PAGE TEXT:
□ □ □ □ □
The Jubilee Venture's community health programme will commence in communities identified by the health experts as being the most deprived within the catchment zone, which comprises the Ahanta West, Nzema East, Jomoro, Ellembele, Sekondi Takoradi and the Shama districts. Dr Linda Vanotoo, Regional Director of GHS, told journalists that she is happy that the Jubilee health programme targets health delivery at the community level where large populations are still vulnerable to preventable and manageable diseases like malaria. "Focusing on the community-based CHPS compounds will surely lead to an upgrade of our rural health infrastructure and improve their capacity to diagnose prevalent diseases.

"The programme will also enrich our customer care procedures and generally improve the quality of health service delivery at the micro level," she said.

Dr Vanotoo said although malaria case fatalities in the region appear to have dropped from 2.6 per cent in 2007 to 1.4 per cent in 2009, the disease tops the case registers for every OPD (out-patient department) in each of the region's 325 health facilities. Records at the Sekondi-Takoradi Metropolitan Health Directorate indicate that the total number of malaria cases has increased from 106,081 in 2007 to 167,097 in 2009 while bed admissions shot up from 150, 000 in 2008 to 2,190 last year.

Jhpiego is working in close collaboration with the Corporate Social Responsibility (CSR) Projects Division of Tullow Ghana Limited, operator of the Jubilee Oil Field, has barely one month to submit a workable project design and implementation document to the Jubilee Partnership. Jhpiego's field studies involved one-on-one interaction with community health workers and the collection of operational data relating to prevalent disease types, case records, laboratory capacity and medication from a mix of five public and private health delivery facilities in each of the six coastal districts, including the Sekondi-Takoradi metropolis.

Mr Ken McGhee, Tullow's CSR Projects Manager told journalists after the inspection of CHPS Compounds in Kojokrom and Eshiem both within the Sekondi-Takoradi metropolis, that the Jubilee health project will focus on developing the delivery capacities of community health facilities within the frontline districts, particularly with regard to disease control and management as well as maternal and child healthcare services.
□ □ □ □ □
INFORMATION GIVEN:
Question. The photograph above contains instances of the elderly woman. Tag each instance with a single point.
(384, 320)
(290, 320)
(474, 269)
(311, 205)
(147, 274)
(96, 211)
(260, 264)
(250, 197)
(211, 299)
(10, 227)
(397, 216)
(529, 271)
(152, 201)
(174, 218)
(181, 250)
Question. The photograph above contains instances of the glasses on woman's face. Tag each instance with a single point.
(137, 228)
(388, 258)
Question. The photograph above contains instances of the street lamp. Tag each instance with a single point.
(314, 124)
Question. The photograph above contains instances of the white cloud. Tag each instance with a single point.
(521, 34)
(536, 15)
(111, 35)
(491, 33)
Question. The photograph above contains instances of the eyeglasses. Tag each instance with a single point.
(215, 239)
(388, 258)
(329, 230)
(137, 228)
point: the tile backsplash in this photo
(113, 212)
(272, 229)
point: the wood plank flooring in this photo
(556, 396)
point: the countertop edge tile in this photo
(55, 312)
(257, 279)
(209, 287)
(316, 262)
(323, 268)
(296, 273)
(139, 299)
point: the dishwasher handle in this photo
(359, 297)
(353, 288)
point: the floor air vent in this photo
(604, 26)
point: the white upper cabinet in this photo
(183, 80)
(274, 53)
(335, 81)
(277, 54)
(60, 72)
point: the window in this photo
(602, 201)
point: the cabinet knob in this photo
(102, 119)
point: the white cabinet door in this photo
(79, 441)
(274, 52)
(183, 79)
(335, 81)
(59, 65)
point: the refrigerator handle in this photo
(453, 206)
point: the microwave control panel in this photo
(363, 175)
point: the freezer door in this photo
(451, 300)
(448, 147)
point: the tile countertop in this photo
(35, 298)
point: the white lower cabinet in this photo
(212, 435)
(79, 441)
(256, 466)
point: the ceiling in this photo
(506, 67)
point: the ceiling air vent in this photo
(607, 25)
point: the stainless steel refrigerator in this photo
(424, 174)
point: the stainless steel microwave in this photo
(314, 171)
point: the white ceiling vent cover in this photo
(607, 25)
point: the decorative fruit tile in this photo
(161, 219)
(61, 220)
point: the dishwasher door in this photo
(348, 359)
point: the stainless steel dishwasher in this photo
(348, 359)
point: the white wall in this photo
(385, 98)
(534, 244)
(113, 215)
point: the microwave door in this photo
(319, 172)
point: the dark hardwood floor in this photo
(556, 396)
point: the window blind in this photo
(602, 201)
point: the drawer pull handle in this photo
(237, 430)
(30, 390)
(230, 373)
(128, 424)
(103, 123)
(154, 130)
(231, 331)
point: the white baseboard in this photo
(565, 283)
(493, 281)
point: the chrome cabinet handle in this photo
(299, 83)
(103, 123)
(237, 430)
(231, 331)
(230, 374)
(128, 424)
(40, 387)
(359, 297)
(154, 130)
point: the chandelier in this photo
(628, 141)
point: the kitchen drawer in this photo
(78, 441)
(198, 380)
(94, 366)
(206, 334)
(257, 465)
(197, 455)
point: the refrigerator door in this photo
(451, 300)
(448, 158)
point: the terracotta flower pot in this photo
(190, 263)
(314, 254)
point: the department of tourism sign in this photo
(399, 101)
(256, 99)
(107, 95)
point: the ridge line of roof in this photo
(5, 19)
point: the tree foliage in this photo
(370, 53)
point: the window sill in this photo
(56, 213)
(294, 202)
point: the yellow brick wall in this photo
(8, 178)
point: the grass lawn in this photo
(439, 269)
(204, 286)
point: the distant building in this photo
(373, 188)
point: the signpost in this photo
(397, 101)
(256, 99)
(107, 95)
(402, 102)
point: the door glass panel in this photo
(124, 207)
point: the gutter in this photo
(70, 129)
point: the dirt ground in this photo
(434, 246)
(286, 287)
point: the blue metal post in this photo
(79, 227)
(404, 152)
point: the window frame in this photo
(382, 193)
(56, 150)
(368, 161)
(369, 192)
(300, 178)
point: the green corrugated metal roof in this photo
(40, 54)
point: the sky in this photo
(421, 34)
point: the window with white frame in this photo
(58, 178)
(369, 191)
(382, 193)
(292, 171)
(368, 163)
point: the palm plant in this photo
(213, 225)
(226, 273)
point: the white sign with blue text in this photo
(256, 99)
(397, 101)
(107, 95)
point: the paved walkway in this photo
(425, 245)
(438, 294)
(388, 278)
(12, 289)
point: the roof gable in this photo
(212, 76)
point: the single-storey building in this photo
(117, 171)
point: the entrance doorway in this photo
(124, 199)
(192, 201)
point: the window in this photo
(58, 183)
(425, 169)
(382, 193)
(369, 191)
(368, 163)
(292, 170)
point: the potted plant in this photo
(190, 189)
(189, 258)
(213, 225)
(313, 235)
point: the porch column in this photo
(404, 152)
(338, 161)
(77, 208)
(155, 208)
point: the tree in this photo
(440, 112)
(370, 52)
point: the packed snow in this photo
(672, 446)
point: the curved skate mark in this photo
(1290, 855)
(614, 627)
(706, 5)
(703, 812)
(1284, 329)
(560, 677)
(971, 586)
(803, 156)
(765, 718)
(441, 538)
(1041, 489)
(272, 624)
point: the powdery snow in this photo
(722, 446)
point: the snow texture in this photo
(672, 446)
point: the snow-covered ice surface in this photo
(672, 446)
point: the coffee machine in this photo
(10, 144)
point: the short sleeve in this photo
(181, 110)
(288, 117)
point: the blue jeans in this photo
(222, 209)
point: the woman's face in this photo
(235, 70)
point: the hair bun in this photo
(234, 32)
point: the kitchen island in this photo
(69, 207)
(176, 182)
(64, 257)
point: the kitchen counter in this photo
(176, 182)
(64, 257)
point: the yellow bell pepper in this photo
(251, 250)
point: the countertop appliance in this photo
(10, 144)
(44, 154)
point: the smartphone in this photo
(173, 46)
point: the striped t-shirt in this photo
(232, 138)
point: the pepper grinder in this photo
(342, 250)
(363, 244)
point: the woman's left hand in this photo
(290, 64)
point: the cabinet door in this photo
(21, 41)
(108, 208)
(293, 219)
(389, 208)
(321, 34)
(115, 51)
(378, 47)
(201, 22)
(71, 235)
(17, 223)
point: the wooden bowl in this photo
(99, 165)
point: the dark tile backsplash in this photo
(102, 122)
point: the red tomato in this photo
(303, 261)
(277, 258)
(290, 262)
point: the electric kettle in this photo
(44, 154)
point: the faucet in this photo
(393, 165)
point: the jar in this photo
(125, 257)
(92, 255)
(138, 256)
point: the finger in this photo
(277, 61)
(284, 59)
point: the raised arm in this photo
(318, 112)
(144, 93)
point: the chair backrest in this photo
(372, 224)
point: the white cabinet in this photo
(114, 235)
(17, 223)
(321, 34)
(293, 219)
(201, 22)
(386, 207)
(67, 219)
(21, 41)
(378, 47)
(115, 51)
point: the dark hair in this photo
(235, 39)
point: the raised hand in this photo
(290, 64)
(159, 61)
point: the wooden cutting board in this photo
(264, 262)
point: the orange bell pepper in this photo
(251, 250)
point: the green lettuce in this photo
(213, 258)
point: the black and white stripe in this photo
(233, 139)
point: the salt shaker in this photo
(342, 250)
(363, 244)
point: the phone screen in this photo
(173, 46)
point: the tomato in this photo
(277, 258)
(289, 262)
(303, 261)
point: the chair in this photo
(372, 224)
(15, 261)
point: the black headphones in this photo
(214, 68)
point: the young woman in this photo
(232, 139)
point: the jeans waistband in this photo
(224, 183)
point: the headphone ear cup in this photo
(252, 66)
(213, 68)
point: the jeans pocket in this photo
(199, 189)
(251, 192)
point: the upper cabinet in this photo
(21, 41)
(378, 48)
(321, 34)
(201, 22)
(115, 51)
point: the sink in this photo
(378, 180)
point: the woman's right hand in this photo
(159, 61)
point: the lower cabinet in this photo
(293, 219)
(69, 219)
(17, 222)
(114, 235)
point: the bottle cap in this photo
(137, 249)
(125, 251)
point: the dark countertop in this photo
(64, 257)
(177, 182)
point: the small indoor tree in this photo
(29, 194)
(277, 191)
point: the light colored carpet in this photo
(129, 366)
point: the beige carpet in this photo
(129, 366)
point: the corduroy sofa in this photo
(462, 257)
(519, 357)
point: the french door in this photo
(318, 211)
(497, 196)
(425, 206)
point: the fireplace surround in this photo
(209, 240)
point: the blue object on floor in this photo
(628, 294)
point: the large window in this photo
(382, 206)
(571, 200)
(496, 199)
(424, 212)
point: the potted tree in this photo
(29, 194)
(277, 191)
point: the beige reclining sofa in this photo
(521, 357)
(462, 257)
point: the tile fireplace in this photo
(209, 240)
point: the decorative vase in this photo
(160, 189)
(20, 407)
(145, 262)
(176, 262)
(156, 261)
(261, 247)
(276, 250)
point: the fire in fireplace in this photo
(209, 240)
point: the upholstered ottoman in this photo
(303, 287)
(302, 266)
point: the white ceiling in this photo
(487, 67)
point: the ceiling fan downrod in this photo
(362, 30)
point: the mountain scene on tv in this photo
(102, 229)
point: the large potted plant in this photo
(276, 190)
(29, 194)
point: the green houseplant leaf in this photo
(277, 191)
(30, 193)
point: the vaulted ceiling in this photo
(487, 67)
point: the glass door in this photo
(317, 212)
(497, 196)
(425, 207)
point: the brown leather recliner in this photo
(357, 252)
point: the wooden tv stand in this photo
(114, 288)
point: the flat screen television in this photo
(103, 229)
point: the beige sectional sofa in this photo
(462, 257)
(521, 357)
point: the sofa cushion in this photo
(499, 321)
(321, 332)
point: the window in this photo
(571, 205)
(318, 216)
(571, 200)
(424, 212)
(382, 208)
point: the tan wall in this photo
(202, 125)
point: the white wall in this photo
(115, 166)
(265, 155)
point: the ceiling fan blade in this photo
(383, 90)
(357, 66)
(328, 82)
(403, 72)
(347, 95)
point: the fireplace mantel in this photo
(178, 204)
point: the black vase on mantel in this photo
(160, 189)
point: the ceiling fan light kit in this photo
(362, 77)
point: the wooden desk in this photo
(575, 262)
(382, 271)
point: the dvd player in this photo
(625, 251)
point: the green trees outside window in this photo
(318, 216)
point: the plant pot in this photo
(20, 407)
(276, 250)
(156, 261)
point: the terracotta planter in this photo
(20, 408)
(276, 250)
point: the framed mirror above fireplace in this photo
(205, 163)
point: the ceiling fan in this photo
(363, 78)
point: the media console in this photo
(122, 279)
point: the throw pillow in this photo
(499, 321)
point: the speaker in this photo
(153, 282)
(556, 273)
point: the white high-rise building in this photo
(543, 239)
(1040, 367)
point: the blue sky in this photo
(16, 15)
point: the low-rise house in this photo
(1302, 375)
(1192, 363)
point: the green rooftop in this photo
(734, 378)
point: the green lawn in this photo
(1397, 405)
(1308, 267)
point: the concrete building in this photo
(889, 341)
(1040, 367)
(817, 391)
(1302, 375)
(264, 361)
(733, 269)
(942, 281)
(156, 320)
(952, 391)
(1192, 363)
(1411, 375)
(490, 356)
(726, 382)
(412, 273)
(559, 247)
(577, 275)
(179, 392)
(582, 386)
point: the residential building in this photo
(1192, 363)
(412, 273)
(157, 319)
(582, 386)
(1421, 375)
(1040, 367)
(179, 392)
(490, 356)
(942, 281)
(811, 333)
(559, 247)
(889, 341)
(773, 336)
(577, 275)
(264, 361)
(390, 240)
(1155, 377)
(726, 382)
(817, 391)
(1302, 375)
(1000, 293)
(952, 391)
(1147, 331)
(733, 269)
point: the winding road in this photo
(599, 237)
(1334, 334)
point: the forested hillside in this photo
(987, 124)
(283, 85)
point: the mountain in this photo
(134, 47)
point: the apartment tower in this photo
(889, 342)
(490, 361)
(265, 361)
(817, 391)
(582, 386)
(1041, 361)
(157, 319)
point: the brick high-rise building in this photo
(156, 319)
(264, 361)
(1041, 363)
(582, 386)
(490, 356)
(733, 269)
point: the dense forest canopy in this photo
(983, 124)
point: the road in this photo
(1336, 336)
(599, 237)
□ □ □ □ □
TASK OBJECTIVE: Write the next part of the report on the Jubilee community health programme for the six coastal districts, starting right after its final paragraph.

RESPONSE AREA:
Metropolitan Health officials in Sekondi disclosed that one of the biggest challenges faced by the community-based 'CHPS Compounds' is the fact that they are mostly unaccredited under the National Health Insurance Scheme (NHIS), making them functionally expensive and inaccessible to a large numbers of community dwellers. According to regional health authorities, some eighty per cent of the entire population of the region are now registered with the NHIS and would naturally prefer to travel long distances to Government Hospitals and other NHIS accredited facilities elsewhere, rather than use their own community clinics, which require some direct cash payment - no matter how small - for health services rendered.

"With accreditation now imminent for the various CHPS Compounds, we need to upgrade the facilities and empower the clinics in terms of infrastructure, personnel and medical logistics so they can cope with the expected influx of patients and cases.

"For us, this is what makes the Jubilee partners' intervention so relevant and so timely," said Mr. Joseph Aquaye, Human Resource Manager and Administrator at the Metropolitan Health Directorate. Jhpiego, which has been inaugurated to design and implement the programme has worked in more than 140 countries worldwide and is credited with 35 years experience in empowering frontline health workers by packaging effective, low-cost and hands-on solutions to strengthen the delivery of health care services for some of the world's most vulnerable populations and particularly for women and their families. Jhpiego also commands great respect for its competencies in developing project management strategies which take full account of technical complexities, geographical, cultural, socio-economic and political diversity of each programme it handles.